# Richiesta 1
Duplica senza modifiche il passaggio del testo sull'opposizione al governo compreso tra "Il nostro primo" e "muore sul serio.", estremi inclusi.
# Richiesta 2
Conta le righe delle voci in cui compare la stringa "tail" e riporta soltanto il numero.

# Testo
______

Va bene, tu non vuoi sciogliere il partito. Ma cosa proponi?
Il nostro primo problema è quello di costruire l'opposizione al governo. Berlusconi sta procedendo molto rapidamente, soprattutto su tre fronti: il ridisegno delle relazioni sociali (detassazione degli straordinari; smobilitazione del contratto nazionale di lavoro), cercando di cancellare quel che resta del movimento operaio, facendo con la non belligeranza del Pd ciò che non gli è riuscito nel 2002 soprattutto grazie all'opposizione della Cgil; il rilancio delle grandi opere, dalla Tav al Ponte sullo stretto agli inceneritori; l'uso delle politiche securitarie a fini propagandistici. Se la sinistra non si dà un proprio ruolo politico nella costruzione dell'opposizione, muore sul serio.

E come si fa?
Innanzitutto ripartendo dalle forze che hanno manifestato il 20 ottobre, ma coinvolgendo anche chi non c'era, dai Verdi e Sinistra democratica a tutto l'arcipelago delle forze sociali e dei comitati.

______

# Voci archiviate da una raccolta
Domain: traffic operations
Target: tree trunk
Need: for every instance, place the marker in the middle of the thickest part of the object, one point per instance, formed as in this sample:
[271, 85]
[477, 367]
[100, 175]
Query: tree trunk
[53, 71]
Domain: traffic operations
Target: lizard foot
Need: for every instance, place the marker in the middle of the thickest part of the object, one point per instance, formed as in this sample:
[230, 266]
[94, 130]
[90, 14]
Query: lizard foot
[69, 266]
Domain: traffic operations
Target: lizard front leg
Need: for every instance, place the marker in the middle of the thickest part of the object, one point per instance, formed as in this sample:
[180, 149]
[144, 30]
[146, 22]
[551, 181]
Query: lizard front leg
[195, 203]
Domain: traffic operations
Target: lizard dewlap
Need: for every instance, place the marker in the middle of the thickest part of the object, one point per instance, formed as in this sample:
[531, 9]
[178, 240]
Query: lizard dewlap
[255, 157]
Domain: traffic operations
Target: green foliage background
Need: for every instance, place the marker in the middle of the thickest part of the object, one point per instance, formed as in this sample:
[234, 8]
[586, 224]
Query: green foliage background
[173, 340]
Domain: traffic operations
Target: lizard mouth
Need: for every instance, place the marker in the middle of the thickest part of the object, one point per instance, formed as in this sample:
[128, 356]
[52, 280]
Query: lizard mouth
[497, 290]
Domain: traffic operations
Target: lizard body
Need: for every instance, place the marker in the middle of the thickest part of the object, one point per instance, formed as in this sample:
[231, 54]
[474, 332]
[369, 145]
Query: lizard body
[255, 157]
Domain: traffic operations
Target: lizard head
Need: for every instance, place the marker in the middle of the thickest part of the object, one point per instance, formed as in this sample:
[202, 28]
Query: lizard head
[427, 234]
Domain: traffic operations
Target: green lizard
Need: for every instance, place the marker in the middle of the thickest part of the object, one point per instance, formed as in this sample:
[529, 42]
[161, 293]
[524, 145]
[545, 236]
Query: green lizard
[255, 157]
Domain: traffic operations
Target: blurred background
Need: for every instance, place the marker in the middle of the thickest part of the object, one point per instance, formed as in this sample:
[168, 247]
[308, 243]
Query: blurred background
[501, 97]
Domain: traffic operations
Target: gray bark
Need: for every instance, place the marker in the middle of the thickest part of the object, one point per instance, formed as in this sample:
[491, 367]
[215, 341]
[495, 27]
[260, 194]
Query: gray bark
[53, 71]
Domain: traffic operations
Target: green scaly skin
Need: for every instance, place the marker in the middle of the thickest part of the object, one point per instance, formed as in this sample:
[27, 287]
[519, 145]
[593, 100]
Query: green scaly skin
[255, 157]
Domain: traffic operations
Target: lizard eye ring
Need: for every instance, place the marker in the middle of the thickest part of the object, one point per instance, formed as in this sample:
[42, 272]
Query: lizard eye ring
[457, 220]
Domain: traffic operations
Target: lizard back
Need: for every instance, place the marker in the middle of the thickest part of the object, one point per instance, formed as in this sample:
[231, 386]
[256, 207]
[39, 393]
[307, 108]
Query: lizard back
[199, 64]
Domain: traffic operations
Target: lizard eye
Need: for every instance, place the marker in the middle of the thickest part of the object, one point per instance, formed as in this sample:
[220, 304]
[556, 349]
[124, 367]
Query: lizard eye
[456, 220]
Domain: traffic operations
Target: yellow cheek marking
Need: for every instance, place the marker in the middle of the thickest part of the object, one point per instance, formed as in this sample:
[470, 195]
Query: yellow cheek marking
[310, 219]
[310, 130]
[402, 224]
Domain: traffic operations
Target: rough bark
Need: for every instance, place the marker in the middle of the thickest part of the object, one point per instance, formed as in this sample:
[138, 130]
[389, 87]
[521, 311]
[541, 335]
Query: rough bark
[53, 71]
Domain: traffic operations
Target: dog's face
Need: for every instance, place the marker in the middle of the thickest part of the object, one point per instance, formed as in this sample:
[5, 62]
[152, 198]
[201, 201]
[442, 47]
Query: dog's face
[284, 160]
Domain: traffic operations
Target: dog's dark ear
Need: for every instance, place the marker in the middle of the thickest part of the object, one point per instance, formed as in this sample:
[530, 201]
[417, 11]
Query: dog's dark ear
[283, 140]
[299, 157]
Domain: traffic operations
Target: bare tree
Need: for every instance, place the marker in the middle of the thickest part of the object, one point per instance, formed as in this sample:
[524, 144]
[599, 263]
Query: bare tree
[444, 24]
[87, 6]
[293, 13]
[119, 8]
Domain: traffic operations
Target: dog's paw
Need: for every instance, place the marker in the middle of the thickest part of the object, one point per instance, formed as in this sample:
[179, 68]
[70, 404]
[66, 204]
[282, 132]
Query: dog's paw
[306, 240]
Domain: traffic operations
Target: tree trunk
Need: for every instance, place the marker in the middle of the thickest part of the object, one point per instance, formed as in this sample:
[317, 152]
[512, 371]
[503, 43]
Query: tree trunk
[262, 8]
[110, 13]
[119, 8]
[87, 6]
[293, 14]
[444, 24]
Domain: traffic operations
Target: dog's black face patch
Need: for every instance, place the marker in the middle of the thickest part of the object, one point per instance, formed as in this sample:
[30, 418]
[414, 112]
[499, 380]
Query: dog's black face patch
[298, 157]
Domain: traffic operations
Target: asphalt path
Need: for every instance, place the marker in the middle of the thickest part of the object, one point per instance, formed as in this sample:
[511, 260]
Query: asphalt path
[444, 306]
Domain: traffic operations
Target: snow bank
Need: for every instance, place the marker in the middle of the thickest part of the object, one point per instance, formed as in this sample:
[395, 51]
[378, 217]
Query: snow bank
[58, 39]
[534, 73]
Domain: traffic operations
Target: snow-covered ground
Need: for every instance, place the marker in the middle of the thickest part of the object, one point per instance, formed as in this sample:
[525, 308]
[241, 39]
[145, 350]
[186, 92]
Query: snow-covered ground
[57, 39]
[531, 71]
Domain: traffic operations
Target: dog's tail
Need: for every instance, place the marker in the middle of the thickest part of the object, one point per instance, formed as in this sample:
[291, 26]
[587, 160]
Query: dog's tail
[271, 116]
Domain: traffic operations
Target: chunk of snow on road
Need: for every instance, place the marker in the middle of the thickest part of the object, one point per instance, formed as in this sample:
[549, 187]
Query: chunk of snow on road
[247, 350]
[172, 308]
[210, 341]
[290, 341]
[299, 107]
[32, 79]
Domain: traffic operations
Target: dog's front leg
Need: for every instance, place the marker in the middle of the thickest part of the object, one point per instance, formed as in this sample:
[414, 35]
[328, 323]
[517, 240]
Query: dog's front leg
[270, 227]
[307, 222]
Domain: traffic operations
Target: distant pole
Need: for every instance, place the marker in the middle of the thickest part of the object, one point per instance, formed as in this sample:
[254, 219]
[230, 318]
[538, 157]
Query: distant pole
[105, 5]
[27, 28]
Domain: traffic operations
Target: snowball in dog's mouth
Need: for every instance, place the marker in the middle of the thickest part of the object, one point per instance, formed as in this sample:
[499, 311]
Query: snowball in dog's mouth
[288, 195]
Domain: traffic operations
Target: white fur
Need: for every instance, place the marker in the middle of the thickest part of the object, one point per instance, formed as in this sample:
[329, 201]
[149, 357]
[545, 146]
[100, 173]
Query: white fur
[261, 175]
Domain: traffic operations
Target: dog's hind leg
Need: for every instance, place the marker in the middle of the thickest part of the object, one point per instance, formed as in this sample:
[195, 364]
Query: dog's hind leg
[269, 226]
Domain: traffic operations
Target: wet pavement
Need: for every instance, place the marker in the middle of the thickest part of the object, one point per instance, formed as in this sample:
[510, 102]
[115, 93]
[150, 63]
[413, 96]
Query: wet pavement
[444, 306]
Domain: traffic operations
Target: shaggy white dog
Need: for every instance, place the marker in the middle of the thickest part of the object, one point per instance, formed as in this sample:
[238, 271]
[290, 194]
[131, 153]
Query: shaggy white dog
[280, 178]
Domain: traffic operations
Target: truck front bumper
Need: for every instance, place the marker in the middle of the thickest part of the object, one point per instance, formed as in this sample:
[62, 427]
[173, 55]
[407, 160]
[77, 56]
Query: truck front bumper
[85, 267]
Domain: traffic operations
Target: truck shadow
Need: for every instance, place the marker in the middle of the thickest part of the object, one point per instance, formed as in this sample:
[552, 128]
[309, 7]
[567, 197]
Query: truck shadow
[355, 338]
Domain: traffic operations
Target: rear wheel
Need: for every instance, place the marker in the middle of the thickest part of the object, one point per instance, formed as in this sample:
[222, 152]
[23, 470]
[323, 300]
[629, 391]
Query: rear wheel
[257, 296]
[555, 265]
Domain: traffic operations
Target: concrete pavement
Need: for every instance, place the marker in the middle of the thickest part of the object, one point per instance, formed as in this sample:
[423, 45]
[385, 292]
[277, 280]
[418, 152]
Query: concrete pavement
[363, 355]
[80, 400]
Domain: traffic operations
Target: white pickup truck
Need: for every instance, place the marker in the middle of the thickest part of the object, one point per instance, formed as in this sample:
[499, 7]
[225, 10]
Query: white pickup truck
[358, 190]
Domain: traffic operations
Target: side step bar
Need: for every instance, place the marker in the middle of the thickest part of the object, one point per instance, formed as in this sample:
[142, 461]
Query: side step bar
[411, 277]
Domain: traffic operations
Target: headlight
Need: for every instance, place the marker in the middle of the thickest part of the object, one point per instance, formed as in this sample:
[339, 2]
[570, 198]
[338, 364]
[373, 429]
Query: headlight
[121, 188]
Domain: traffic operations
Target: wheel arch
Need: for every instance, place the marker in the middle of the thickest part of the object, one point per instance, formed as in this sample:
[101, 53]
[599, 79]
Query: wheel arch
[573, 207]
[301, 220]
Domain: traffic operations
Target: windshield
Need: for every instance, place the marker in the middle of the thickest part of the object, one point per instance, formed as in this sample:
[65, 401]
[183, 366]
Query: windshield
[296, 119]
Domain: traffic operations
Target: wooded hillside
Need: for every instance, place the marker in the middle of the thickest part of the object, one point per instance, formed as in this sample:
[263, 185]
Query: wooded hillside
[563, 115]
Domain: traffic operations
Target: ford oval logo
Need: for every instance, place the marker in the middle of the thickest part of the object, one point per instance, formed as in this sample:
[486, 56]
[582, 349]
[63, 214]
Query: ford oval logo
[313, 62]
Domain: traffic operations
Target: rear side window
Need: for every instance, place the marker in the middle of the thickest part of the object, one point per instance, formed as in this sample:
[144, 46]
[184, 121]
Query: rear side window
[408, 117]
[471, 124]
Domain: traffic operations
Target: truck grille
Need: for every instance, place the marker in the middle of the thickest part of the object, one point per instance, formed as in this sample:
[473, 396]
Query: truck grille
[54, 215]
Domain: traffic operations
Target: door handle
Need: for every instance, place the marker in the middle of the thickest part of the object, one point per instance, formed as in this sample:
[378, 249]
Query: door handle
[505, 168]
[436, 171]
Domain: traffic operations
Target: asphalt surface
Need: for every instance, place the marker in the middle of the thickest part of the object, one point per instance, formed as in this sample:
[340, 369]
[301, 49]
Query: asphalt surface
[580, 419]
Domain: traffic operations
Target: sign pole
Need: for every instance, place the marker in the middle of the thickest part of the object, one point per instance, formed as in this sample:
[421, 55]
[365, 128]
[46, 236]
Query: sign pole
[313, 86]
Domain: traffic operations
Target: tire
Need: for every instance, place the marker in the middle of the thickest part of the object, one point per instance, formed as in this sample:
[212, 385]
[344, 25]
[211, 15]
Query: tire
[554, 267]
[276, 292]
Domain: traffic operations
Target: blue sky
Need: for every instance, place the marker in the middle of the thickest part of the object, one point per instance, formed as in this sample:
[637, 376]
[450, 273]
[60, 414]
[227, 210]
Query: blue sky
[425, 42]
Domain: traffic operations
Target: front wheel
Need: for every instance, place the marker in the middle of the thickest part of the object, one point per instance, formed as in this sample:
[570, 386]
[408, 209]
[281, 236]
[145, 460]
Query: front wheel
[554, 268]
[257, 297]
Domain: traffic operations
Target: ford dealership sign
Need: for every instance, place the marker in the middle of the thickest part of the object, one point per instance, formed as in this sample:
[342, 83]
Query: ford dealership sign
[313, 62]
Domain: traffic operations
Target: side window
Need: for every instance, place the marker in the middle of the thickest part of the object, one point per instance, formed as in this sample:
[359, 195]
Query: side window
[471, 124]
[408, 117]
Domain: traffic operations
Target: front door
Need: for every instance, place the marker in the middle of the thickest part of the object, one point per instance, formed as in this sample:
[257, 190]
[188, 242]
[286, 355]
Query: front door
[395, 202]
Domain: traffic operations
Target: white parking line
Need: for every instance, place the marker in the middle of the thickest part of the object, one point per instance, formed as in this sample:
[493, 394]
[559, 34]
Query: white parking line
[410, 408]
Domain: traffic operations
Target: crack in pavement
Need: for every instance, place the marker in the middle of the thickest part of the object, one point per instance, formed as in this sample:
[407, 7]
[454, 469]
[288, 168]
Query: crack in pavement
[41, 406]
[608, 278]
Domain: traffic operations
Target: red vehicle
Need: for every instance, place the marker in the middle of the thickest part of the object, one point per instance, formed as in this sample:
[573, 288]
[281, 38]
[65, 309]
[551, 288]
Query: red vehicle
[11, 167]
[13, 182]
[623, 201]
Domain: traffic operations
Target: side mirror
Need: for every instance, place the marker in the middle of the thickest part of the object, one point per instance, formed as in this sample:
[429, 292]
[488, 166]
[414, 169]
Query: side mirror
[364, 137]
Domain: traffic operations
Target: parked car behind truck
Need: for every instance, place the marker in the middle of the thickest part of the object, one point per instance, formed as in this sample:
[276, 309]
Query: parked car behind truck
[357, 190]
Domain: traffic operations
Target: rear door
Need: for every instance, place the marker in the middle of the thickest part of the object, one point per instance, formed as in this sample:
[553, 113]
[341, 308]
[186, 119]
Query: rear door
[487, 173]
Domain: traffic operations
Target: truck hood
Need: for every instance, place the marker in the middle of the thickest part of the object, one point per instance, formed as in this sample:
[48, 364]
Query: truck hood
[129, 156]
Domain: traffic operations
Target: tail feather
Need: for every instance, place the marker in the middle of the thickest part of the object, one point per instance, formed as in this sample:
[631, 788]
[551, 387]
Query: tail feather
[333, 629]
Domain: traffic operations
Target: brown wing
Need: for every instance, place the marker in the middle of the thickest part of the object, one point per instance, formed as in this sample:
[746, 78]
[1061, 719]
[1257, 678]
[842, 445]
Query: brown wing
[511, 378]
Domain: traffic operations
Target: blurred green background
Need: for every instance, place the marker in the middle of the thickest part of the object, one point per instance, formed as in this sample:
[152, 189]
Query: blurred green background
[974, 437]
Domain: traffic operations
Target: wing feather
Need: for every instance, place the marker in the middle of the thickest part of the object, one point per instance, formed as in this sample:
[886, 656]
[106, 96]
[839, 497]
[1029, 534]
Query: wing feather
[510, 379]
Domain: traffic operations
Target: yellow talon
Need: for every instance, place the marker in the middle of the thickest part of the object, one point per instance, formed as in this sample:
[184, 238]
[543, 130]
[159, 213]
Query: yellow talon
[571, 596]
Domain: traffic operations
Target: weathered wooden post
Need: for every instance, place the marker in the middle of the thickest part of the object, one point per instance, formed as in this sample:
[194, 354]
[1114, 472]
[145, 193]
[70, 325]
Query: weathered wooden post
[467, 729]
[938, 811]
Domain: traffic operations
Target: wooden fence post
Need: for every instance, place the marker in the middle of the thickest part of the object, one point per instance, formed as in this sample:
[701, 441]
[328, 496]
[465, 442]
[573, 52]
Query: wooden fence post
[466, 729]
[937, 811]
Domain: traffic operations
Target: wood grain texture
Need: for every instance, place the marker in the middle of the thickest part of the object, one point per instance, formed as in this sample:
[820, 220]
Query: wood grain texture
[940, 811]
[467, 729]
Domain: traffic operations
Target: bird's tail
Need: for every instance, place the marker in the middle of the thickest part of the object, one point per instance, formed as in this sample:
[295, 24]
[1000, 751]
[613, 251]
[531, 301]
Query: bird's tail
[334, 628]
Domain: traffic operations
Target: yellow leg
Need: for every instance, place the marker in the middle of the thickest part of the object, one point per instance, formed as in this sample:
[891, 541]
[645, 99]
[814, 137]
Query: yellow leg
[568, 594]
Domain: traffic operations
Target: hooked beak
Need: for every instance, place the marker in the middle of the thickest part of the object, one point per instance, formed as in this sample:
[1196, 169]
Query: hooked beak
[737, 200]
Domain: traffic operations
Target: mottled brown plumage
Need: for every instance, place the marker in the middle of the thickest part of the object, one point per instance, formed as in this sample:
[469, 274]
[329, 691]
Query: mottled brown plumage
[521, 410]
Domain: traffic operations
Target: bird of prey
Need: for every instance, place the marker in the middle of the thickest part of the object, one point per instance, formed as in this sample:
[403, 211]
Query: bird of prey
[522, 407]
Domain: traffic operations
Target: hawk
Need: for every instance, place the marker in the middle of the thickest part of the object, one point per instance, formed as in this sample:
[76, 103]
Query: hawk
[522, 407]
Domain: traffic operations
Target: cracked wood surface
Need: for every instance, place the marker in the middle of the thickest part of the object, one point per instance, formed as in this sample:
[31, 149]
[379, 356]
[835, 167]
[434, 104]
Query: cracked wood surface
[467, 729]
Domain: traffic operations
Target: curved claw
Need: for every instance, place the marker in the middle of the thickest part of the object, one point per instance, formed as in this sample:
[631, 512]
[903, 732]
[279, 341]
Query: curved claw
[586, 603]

______

# Risposta corretta 1
Il nostro primo problema è quello di costruire l'opposizione al governo. Berlusconi sta procedendo molto rapidamente, soprattutto su tre fronti: il ridisegno delle relazioni sociali (detassazione degli straordinari; smobilitazione del contratto nazionale di lavoro), cercando di cancellare quel che resta del movimento operaio, facendo con la non belligeranza del Pd ciò che non gli è riuscito nel 2002 soprattutto grazie all'opposizione della Cgil; il rilancio delle grandi opere, dalla Tav al Ponte sullo stretto agli inceneritori; l'uso delle politiche securitarie a fini propagandistici. Se la sinistra non si dà un proprio ruolo politico nella costruzione dell'opposizione, muore sul serio.

# Risposta corretta 2
6